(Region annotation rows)
___

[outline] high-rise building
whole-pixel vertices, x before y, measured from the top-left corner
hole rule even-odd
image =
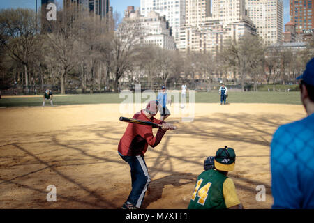
[[[231,23],[246,17],[245,0],[213,0],[212,17],[223,23]]]
[[[130,31],[136,32],[135,43],[137,44],[156,45],[169,50],[176,49],[165,16],[160,16],[154,11],[151,11],[147,16],[141,15],[139,10],[128,15],[119,24],[117,34],[130,35]]]
[[[285,32],[283,33],[283,40],[285,43],[292,43],[296,41],[295,24],[288,22],[285,24]]]
[[[186,0],[141,0],[140,11],[144,16],[151,11],[165,15],[176,43],[179,43],[180,26],[186,20]]]
[[[134,10],[134,6],[128,6],[126,10],[124,10],[124,17],[128,18],[130,17],[130,13],[135,13],[135,10]]]
[[[95,14],[100,15],[101,17],[105,17],[109,13],[110,1],[109,0],[64,0],[63,6],[65,8],[70,3],[77,3],[89,8],[90,11]]]
[[[237,40],[246,33],[256,36],[253,21],[246,15],[244,3],[244,0],[212,0],[211,16],[206,17],[200,25],[190,22],[181,26],[179,50],[208,52],[215,55],[230,40]]]
[[[211,16],[211,0],[186,1],[186,26],[198,26]]]
[[[283,0],[246,0],[246,15],[256,25],[257,34],[267,45],[283,40]]]
[[[313,31],[314,21],[314,1],[313,0],[290,0],[290,20],[296,26],[297,33]]]

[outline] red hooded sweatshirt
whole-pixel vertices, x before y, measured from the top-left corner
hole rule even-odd
[[[133,118],[161,124],[162,121],[151,118],[149,119],[144,110],[136,113]],[[148,145],[155,147],[161,141],[166,130],[160,128],[156,137],[154,137],[151,126],[130,123],[119,143],[118,151],[122,155],[143,155]]]

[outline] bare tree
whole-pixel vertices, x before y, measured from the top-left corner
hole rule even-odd
[[[58,11],[57,21],[49,23],[52,32],[47,32],[46,39],[53,55],[52,60],[60,68],[61,93],[66,93],[66,79],[69,72],[77,63],[77,37],[79,35],[80,24],[78,22],[80,13],[76,13],[77,7],[70,5],[66,10]],[[54,64],[54,63],[53,63]]]
[[[0,40],[2,50],[24,66],[25,86],[29,93],[30,60],[36,52],[39,26],[35,13],[29,9],[0,11]]]
[[[107,35],[108,43],[102,49],[107,68],[114,77],[114,89],[118,92],[119,81],[127,70],[132,70],[138,55],[140,31],[121,23],[117,33]]]
[[[244,82],[249,68],[248,61],[255,47],[256,38],[256,36],[251,34],[244,34],[238,41],[233,40],[229,43],[222,54],[225,61],[239,71],[242,91],[244,91]]]

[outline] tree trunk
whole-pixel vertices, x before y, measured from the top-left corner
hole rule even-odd
[[[101,77],[102,76],[102,67],[100,64],[98,66],[98,91],[101,91]]]
[[[119,93],[119,77],[118,75],[116,75],[116,79],[114,79],[114,90],[115,93]]]
[[[27,72],[27,66],[25,64],[24,66],[24,75],[25,75],[25,86],[27,88],[27,93],[29,93],[29,74]]]
[[[64,69],[63,71],[62,71],[61,75],[61,95],[66,94],[66,68]]]
[[[86,75],[84,69],[84,66],[81,64],[81,89],[82,93],[85,93],[86,91]]]

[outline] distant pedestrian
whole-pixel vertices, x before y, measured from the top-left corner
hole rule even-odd
[[[167,108],[167,102],[168,101],[168,95],[166,92],[165,86],[161,87],[161,92],[158,93],[157,101],[158,102],[158,109],[160,113],[160,120],[165,121],[170,115],[170,112]]]
[[[48,100],[50,102],[51,106],[54,106],[52,103],[52,92],[49,91],[48,89],[46,90],[45,92],[45,94],[43,95],[43,107],[45,107],[45,101],[46,100]]]
[[[281,125],[271,144],[272,208],[314,209],[314,58],[301,80],[307,117]]]
[[[223,105],[223,102],[225,105],[227,95],[228,94],[228,89],[227,89],[226,86],[225,86],[225,84],[223,84],[219,89],[219,94],[220,95],[220,105]]]
[[[186,89],[187,89],[186,84],[186,83],[184,83],[181,86],[181,93],[182,98],[186,98]]]

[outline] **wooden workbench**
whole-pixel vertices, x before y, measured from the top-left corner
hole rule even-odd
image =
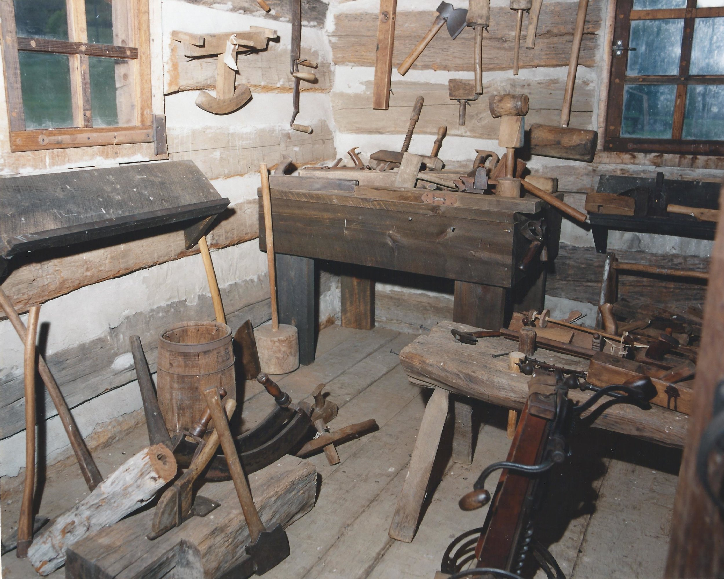
[[[560,215],[539,199],[360,186],[355,174],[371,172],[316,172],[327,177],[269,179],[279,318],[297,326],[302,363],[313,360],[314,260],[453,279],[453,319],[461,323],[497,328],[513,306],[542,308],[545,268],[537,257],[518,267],[531,220],[545,219],[548,259],[557,253]],[[343,326],[374,327],[370,275],[357,268],[342,276]]]
[[[449,393],[520,410],[528,398],[529,376],[508,370],[508,356],[492,355],[517,350],[518,343],[502,337],[481,338],[475,345],[458,342],[450,329],[476,330],[461,324],[442,321],[429,334],[420,336],[400,352],[400,362],[411,382],[434,388],[427,403],[418,434],[397,510],[390,527],[393,538],[409,542],[415,536],[423,501],[442,427],[448,413],[455,413],[455,431],[452,458],[469,464],[473,439],[469,406],[465,399],[455,400],[450,407]],[[557,365],[586,370],[589,361],[572,356],[539,350],[535,357]],[[592,392],[571,391],[571,400],[583,402]],[[605,402],[605,400],[603,401]],[[603,403],[603,402],[601,402]],[[594,411],[598,405],[594,407]],[[584,415],[585,417],[585,415]],[[629,405],[616,405],[601,415],[593,425],[614,432],[631,434],[669,447],[682,447],[689,425],[689,416],[660,406],[642,410]],[[456,455],[456,449],[468,449]]]

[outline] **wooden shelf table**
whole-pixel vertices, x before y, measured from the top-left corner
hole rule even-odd
[[[493,354],[517,349],[517,342],[502,337],[481,338],[475,345],[458,342],[450,329],[474,331],[461,324],[442,321],[430,332],[420,336],[400,352],[400,362],[411,382],[434,389],[422,418],[415,449],[410,461],[397,509],[390,528],[390,536],[410,542],[415,536],[420,513],[442,433],[450,410],[450,394],[474,398],[510,410],[521,410],[528,397],[529,376],[508,370],[508,356],[493,358]],[[585,370],[588,360],[548,350],[539,350],[536,358],[557,365]],[[573,400],[583,402],[591,392],[571,391]],[[604,401],[605,402],[605,401]],[[469,413],[461,410],[465,399],[455,400],[453,449],[470,447],[472,440]],[[597,407],[594,407],[594,409]],[[458,416],[463,417],[462,420]],[[607,409],[593,423],[596,428],[630,434],[669,447],[682,447],[689,424],[685,414],[652,406],[642,410],[635,406],[617,405]],[[471,462],[471,456],[462,459],[453,450],[456,462]]]
[[[538,257],[525,271],[518,265],[532,242],[531,220],[545,219],[555,258],[560,215],[537,198],[361,187],[355,174],[374,172],[315,172],[327,176],[269,177],[279,319],[297,326],[301,363],[314,359],[315,260],[453,279],[453,319],[476,326],[500,327],[513,305],[542,308],[545,267]],[[342,277],[342,325],[369,329],[374,282],[352,271]]]

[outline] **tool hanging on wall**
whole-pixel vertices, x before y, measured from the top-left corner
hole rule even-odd
[[[392,50],[395,47],[397,10],[397,0],[379,0],[372,108],[380,111],[387,111],[390,108],[390,86],[392,73]]]
[[[477,28],[476,28],[477,30]],[[481,90],[481,93],[482,90]],[[475,81],[462,78],[451,78],[447,81],[447,96],[451,101],[457,101],[460,105],[458,113],[458,124],[465,124],[465,114],[468,103],[477,101],[480,93],[476,92]]]
[[[464,8],[455,8],[452,4],[447,2],[440,2],[437,7],[437,16],[435,17],[432,26],[422,37],[421,40],[415,46],[402,64],[397,67],[397,72],[403,76],[407,74],[410,67],[415,64],[415,61],[422,54],[428,44],[430,43],[435,35],[439,32],[444,24],[447,25],[447,32],[452,40],[458,38],[458,35],[463,32],[466,27],[466,18],[468,17],[468,11]]]
[[[473,62],[475,66],[475,93],[483,93],[483,30],[490,24],[490,0],[468,0],[466,23],[475,30]],[[452,97],[451,96],[450,98]],[[459,123],[465,124],[465,122]]]
[[[5,293],[1,287],[0,287],[0,308],[2,308],[5,311],[5,315],[7,316],[10,324],[15,329],[15,332],[20,339],[25,342],[27,332],[25,325],[20,319],[20,316],[17,315],[17,312],[12,305],[12,302],[10,301],[10,298],[7,297],[7,294]],[[45,358],[42,354],[39,355],[38,358],[38,373],[40,373],[41,378],[43,379],[43,381],[45,383],[48,394],[53,400],[53,405],[58,412],[60,421],[63,423],[63,428],[65,430],[65,434],[68,436],[70,446],[75,454],[75,459],[78,461],[78,466],[80,468],[80,472],[85,480],[88,490],[93,491],[93,489],[103,481],[101,471],[98,470],[93,457],[90,456],[90,453],[88,452],[88,447],[85,446],[85,441],[80,435],[78,426],[75,423],[72,415],[70,413],[70,410],[68,408],[68,405],[66,403],[65,399],[63,398],[63,394],[60,392],[58,383],[55,381],[50,368],[48,368],[48,364],[46,363]]]
[[[228,114],[237,111],[251,98],[251,91],[243,84],[235,87],[236,64],[240,52],[265,50],[270,39],[279,38],[276,30],[250,26],[248,30],[220,34],[192,34],[174,30],[172,40],[181,43],[186,58],[216,56],[216,96],[199,91],[196,106],[213,114]]]
[[[292,93],[292,120],[289,126],[300,132],[311,133],[312,127],[306,124],[298,124],[295,122],[299,114],[299,91],[300,84],[304,80],[306,83],[316,83],[317,77],[313,72],[300,72],[300,67],[316,68],[316,62],[302,58],[302,0],[290,0],[292,21],[292,48],[290,51],[290,73],[294,77],[294,89]]]
[[[560,127],[537,124],[531,125],[531,153],[534,155],[590,163],[596,154],[596,145],[598,144],[598,133],[596,131],[568,128],[573,99],[573,85],[576,84],[576,72],[578,67],[578,56],[586,25],[587,9],[588,0],[579,0],[573,45],[571,48],[571,59],[568,62],[568,75],[565,80],[565,93],[560,109]]]
[[[513,53],[513,74],[518,75],[521,59],[521,29],[523,28],[523,13],[531,9],[532,0],[510,0],[510,9],[518,12],[515,21],[515,48]]]

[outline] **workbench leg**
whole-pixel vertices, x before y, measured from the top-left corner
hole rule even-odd
[[[602,225],[592,225],[591,234],[593,235],[593,242],[596,246],[596,251],[599,253],[605,253],[608,246],[608,227]]]
[[[342,325],[371,330],[374,327],[374,281],[340,276],[342,288]]]
[[[390,536],[397,541],[411,543],[415,538],[442,427],[447,418],[448,397],[447,390],[436,388],[427,402],[407,477],[390,525]]]
[[[277,253],[276,261],[279,321],[296,326],[299,363],[307,365],[314,361],[317,329],[314,260]]]
[[[494,285],[455,282],[452,321],[497,330],[505,320],[508,290]]]
[[[452,434],[452,460],[461,465],[473,462],[473,407],[464,400],[452,402],[455,430]]]

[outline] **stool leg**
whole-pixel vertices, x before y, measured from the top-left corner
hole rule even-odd
[[[390,525],[390,536],[397,541],[411,543],[415,537],[432,464],[447,418],[448,397],[447,390],[436,388],[425,408],[408,475]]]
[[[452,405],[452,460],[461,465],[470,465],[473,462],[473,407],[462,400],[455,400]]]

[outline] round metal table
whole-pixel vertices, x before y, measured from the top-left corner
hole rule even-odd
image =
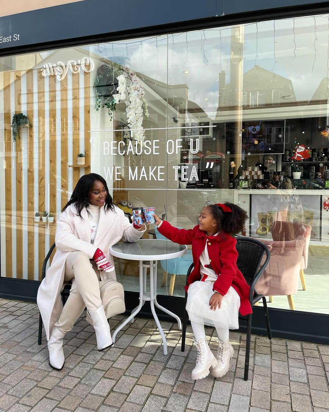
[[[145,302],[148,300],[153,317],[162,338],[163,353],[164,355],[167,354],[167,341],[155,313],[155,305],[161,310],[174,318],[178,323],[180,329],[182,328],[182,324],[181,319],[177,315],[161,306],[157,301],[157,260],[178,258],[185,255],[187,250],[187,247],[185,245],[178,245],[169,240],[160,239],[141,239],[134,243],[121,242],[110,248],[110,253],[112,256],[128,260],[139,261],[139,304],[132,311],[127,318],[114,331],[112,336],[114,342],[119,331],[128,322],[134,321],[134,316],[140,311]],[[146,290],[146,269],[148,267],[150,268],[149,292],[147,292]]]

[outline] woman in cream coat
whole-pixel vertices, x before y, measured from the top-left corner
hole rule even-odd
[[[122,239],[135,242],[146,229],[131,224],[114,206],[105,180],[94,173],[80,178],[57,222],[56,251],[38,291],[37,302],[48,341],[49,363],[60,370],[63,338],[87,307],[102,350],[113,342],[102,306],[99,282],[116,279],[109,248]],[[72,284],[63,307],[60,292]]]

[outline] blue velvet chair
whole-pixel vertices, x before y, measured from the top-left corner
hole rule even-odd
[[[179,229],[182,228],[181,227],[177,228]],[[155,228],[154,231],[155,232],[155,237],[157,239],[167,240],[166,237],[160,233],[157,227]],[[160,261],[161,267],[163,270],[161,286],[164,286],[167,274],[170,274],[171,276],[170,283],[169,285],[169,295],[171,296],[172,296],[174,292],[176,275],[183,275],[184,276],[186,276],[188,269],[192,262],[192,251],[190,250],[188,250],[186,253],[182,256],[180,256],[179,258],[174,258],[167,260]]]

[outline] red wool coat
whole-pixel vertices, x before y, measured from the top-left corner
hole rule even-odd
[[[199,225],[192,229],[178,229],[166,221],[162,222],[158,230],[161,234],[175,243],[192,245],[194,268],[188,278],[188,285],[185,286],[187,291],[189,285],[201,279],[200,256],[207,241],[211,267],[216,274],[220,275],[214,283],[213,290],[224,296],[232,286],[240,296],[240,314],[246,316],[252,313],[249,300],[250,288],[236,266],[238,252],[234,238],[223,232],[217,236],[207,236],[204,231],[200,229]]]

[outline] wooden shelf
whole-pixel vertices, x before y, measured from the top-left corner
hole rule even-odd
[[[42,222],[42,220],[41,222],[36,222],[35,220],[34,221],[37,225],[54,225],[56,223],[56,222]]]
[[[69,164],[69,167],[90,167],[90,164]]]

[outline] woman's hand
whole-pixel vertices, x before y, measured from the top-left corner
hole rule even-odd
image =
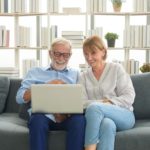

___

> [Given task] Give everything from the start of the rows down to and including the line that contains "[[[231,23],[246,17],[245,0],[213,0],[212,17],[223,23]]]" as a two-column CSV with the headers instruction and polygon. Give one line per row, with its text and its answer each in a single quoted field, line breaks replaced by spaces and the pictures left out.

> [Answer to this problem]
instruction,polygon
"[outline] high-rise building whole-pixel vertices, x before y, measured from the top-left corner hole rule even-odd image =","[[[231,23],[246,17],[245,0],[213,0],[212,17],[223,23]]]"